**Exercise:**
Update the lines from the one containing "Mark a point on each instance of the raised" up to and including the last line, changing "pixel coordinates" to "x and y values" and keeping everything else the same.

**Supplied information:**
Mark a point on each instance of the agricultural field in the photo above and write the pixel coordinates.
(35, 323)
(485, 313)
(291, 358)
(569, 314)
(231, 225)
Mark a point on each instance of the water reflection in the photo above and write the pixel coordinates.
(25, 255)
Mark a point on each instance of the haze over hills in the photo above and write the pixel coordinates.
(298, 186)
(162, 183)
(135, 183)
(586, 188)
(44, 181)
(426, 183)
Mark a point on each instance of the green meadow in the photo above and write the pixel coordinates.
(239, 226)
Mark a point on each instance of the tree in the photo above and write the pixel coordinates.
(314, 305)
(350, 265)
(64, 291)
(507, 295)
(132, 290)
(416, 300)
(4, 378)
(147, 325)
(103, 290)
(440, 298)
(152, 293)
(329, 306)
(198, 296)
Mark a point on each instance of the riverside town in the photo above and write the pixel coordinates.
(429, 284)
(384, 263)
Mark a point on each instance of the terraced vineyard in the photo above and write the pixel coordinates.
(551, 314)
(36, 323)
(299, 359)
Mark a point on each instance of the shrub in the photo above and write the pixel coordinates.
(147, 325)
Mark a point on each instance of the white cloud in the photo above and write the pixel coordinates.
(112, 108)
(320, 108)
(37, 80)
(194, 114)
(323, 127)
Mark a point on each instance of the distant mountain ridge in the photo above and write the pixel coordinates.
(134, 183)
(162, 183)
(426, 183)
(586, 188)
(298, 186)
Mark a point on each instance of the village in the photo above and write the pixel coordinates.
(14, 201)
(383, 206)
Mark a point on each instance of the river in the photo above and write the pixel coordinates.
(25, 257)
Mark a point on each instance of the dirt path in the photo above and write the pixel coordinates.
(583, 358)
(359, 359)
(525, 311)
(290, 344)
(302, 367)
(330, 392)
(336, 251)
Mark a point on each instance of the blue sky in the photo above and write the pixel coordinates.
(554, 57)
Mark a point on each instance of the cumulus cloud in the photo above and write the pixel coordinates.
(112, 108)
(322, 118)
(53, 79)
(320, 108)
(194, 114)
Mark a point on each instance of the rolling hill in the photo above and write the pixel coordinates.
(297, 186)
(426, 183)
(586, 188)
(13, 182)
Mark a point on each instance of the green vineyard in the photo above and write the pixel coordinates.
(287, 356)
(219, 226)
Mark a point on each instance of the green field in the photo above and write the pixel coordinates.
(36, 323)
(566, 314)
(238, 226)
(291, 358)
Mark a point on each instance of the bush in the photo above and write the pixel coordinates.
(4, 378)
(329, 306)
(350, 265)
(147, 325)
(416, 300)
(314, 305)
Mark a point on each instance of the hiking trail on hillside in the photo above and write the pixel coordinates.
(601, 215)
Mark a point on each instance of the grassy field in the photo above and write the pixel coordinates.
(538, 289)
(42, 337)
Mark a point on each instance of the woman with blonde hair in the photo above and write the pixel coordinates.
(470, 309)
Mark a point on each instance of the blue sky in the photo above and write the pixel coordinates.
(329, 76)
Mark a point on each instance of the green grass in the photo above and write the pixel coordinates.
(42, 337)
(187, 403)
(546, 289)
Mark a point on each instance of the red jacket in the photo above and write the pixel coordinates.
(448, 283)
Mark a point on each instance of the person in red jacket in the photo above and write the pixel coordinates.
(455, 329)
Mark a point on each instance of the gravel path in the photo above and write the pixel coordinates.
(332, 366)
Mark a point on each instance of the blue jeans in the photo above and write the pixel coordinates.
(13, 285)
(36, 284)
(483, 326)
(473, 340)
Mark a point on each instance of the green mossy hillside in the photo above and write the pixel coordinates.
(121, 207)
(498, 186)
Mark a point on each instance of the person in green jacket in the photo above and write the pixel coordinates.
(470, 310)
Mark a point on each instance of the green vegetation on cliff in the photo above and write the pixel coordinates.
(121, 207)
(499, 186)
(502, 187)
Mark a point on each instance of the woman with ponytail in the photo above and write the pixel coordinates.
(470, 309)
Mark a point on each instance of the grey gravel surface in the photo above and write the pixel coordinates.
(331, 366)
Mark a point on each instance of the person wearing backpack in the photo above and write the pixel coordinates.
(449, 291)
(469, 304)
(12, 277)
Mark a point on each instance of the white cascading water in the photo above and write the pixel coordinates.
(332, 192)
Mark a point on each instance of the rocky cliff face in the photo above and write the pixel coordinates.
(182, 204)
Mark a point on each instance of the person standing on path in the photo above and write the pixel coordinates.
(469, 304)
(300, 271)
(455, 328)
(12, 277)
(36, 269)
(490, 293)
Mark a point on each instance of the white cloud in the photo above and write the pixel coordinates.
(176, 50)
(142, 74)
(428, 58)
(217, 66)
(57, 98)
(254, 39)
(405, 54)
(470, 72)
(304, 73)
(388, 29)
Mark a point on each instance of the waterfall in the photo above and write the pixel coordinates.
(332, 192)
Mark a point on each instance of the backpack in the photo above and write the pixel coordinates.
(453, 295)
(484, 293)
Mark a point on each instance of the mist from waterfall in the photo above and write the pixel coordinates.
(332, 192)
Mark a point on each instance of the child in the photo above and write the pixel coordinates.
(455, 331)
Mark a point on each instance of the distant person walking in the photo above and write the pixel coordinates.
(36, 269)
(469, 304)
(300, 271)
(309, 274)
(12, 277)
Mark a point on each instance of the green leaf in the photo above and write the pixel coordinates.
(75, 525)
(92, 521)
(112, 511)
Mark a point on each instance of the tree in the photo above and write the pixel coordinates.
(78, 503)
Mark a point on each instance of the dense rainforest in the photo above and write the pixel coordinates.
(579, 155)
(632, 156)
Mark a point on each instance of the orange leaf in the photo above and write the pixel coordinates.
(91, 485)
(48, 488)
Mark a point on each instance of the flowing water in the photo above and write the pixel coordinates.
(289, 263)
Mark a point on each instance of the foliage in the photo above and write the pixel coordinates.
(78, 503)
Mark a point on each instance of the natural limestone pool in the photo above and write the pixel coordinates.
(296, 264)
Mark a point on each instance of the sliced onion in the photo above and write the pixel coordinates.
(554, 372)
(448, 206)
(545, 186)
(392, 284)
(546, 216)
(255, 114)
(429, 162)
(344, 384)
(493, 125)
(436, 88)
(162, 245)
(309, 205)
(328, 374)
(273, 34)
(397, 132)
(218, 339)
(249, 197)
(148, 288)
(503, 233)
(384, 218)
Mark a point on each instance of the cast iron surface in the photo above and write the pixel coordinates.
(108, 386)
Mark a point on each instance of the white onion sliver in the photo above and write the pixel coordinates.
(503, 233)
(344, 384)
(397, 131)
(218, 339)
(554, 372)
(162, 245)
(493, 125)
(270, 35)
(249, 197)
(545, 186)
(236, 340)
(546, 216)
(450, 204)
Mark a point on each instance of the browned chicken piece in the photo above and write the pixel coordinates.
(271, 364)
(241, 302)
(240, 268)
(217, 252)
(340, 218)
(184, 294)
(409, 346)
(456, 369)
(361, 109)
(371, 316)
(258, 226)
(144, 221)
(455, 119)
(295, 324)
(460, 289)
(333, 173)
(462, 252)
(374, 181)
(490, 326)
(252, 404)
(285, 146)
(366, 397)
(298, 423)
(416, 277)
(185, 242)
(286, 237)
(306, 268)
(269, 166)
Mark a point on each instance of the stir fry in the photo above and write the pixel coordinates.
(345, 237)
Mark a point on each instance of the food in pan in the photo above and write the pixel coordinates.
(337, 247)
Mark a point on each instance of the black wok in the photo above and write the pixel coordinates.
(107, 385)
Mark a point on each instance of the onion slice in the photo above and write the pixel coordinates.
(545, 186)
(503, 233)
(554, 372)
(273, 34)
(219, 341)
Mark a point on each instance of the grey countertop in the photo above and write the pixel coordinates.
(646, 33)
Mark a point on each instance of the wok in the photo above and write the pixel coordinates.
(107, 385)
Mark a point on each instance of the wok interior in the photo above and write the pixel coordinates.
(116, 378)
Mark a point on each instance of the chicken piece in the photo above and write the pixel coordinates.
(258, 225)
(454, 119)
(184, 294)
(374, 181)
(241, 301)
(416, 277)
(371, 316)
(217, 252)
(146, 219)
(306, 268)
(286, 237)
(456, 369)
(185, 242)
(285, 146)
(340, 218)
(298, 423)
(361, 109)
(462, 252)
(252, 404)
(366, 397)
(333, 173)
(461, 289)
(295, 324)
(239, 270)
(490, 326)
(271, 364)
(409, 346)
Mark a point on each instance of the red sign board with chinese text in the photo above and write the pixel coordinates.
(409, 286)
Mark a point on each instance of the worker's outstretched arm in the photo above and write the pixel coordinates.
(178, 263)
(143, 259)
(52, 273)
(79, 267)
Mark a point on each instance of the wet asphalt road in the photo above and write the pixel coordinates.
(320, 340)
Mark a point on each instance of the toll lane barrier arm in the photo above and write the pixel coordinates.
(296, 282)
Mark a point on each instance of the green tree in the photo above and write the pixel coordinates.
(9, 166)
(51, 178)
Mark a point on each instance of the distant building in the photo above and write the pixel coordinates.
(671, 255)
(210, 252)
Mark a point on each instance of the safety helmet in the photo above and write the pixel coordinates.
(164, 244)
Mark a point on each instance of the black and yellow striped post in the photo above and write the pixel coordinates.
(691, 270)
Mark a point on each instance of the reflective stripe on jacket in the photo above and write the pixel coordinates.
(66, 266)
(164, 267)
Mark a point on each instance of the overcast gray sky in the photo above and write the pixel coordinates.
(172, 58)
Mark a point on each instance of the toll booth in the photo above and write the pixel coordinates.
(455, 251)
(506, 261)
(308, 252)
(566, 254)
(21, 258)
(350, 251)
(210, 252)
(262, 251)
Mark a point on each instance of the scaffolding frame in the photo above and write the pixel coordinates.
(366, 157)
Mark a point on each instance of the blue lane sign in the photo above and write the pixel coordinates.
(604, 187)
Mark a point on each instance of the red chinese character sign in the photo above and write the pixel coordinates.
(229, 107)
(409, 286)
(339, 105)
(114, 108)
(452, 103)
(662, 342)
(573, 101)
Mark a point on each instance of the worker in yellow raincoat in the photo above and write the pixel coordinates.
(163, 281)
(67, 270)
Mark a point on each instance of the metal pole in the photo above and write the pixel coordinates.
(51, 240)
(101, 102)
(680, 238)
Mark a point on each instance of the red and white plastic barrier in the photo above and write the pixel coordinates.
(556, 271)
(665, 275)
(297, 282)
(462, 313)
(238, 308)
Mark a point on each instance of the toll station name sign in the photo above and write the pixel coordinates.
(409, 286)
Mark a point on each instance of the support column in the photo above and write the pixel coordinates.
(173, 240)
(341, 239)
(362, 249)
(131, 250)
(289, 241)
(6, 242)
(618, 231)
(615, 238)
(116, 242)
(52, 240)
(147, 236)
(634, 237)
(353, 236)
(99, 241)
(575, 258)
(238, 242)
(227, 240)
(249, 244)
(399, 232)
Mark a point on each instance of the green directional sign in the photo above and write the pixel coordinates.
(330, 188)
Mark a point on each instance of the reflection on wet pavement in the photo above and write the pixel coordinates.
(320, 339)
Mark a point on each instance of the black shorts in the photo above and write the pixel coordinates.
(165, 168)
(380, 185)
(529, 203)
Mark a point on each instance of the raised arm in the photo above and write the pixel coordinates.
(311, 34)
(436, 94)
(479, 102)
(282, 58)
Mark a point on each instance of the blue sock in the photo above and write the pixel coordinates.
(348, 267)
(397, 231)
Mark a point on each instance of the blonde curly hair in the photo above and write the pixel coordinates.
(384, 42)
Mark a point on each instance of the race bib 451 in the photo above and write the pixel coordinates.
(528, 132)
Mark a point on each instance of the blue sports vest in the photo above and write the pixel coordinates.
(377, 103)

**Completed exercise:**
Mark a point on each instance of the raised arm in the photo above and write the x and y values.
(311, 34)
(436, 94)
(479, 102)
(282, 58)
Mark a point on each instance of the blue sock in the photo above and write the x and y values.
(348, 267)
(397, 231)
Mark a point on each instance of the blonde curly hair in the photo above and write the x and y values.
(384, 42)
Mark a point on each instance of the race bib 451 in the photo above and write the x and y values.
(528, 132)
Mark a point on each instance of the blue sports vest in the photo above and write the x and y values.
(377, 103)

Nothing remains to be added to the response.